> **EXERCISE BRIEF**
Recreate the listing that follows line for line, without pictures.

> **GIVEN INFORMATION**
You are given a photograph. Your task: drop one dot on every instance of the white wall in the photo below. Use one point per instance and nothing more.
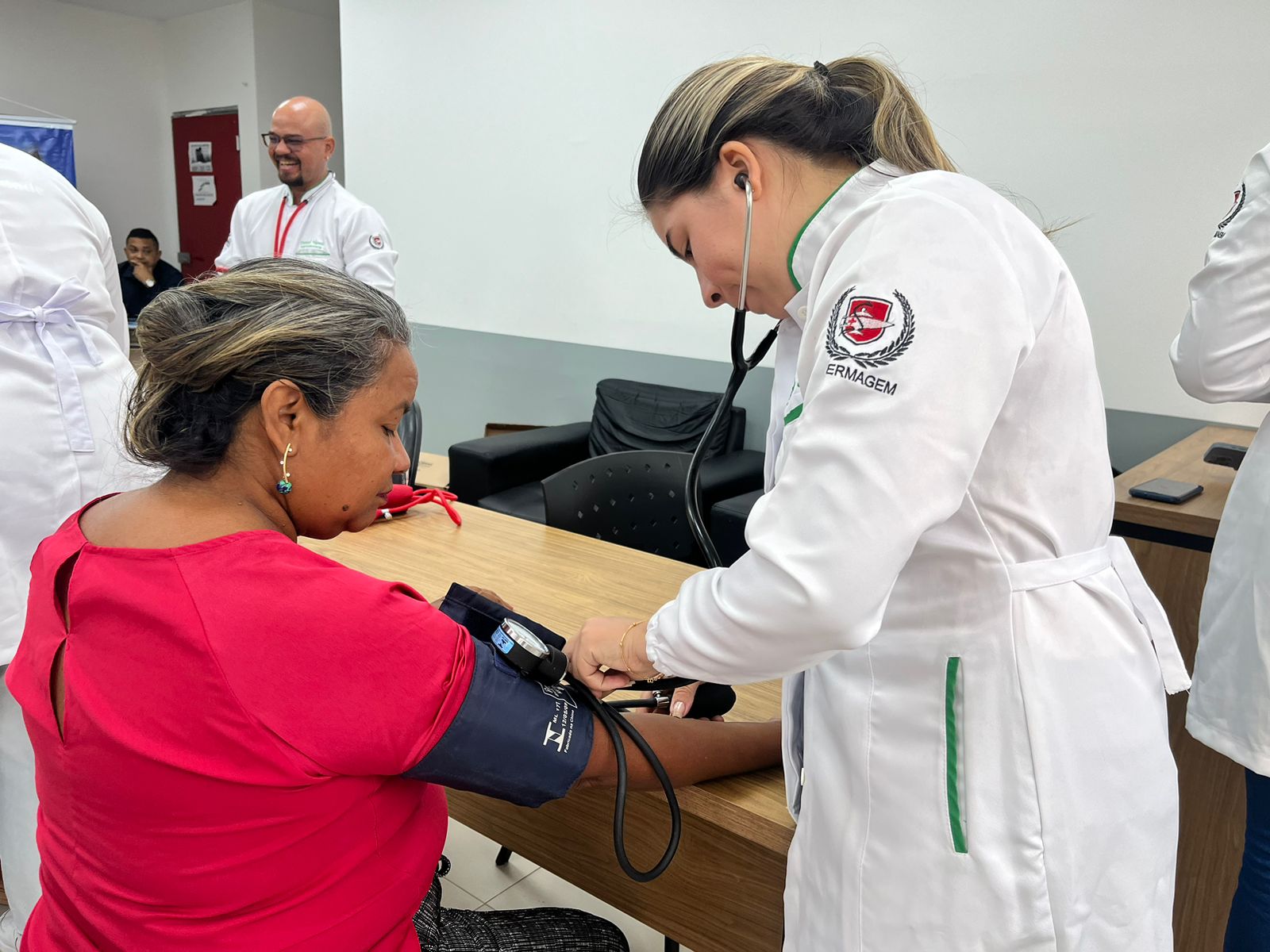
(106, 71)
(210, 63)
(499, 141)
(296, 54)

> **RESULT**
You are given a photograph. Your task: drop one dot on every instance of the white wall in the photo below. Use one point per instance and nothing more.
(106, 71)
(210, 63)
(499, 141)
(296, 54)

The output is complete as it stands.